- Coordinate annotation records
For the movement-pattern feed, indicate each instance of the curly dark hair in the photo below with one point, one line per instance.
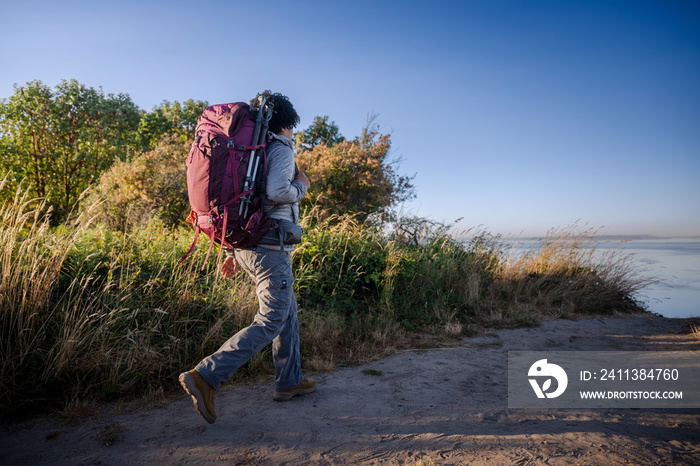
(283, 113)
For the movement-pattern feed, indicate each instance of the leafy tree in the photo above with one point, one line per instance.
(320, 132)
(61, 141)
(153, 184)
(354, 176)
(170, 119)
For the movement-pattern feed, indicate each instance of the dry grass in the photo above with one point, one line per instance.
(92, 314)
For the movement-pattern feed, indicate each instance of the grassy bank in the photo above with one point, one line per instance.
(89, 313)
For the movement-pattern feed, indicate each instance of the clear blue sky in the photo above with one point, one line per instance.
(520, 116)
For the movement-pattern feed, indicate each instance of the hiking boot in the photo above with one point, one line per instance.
(306, 386)
(201, 392)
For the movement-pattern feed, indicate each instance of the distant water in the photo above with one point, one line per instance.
(674, 261)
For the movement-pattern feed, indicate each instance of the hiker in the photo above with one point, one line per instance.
(269, 264)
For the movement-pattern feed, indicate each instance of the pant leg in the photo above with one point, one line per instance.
(285, 352)
(272, 273)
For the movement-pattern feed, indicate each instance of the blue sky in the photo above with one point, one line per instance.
(520, 116)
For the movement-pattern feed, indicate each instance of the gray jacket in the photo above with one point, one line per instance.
(283, 192)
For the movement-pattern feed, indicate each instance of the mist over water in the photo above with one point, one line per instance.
(675, 262)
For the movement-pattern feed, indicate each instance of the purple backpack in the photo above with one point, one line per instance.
(224, 205)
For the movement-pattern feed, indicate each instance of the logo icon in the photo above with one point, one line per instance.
(542, 369)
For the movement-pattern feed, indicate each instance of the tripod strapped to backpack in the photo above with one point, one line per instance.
(224, 168)
(262, 122)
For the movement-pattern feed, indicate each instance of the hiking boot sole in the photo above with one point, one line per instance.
(286, 396)
(187, 382)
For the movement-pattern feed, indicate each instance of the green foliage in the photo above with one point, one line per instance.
(354, 176)
(62, 140)
(154, 184)
(90, 312)
(320, 132)
(170, 120)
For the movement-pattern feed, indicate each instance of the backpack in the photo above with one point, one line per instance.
(226, 201)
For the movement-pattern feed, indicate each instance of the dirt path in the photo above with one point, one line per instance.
(446, 406)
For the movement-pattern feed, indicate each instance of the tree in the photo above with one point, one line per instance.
(353, 176)
(170, 119)
(320, 132)
(153, 184)
(61, 141)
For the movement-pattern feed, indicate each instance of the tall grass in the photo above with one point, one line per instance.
(91, 313)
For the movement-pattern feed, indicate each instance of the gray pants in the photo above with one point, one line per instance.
(275, 321)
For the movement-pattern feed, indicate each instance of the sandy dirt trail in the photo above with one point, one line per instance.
(443, 406)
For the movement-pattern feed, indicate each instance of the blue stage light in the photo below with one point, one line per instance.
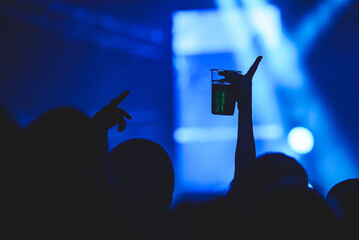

- WRITTEN TASK
Show each line of the entries above that contains the word "backpack". Case must match.

- EXERCISE SOLUTION
For the movement-pattern feed, indicate each instance of the purple backpack in the photo above with one point, one line per instance.
For the movement-pattern feed, indicate each instance of the tripod strapped to backpack in the photo above with one point, one line per instance.
For the movement-pattern feed, indicate each instance of the backpack in the photo above with one point, one line per instance.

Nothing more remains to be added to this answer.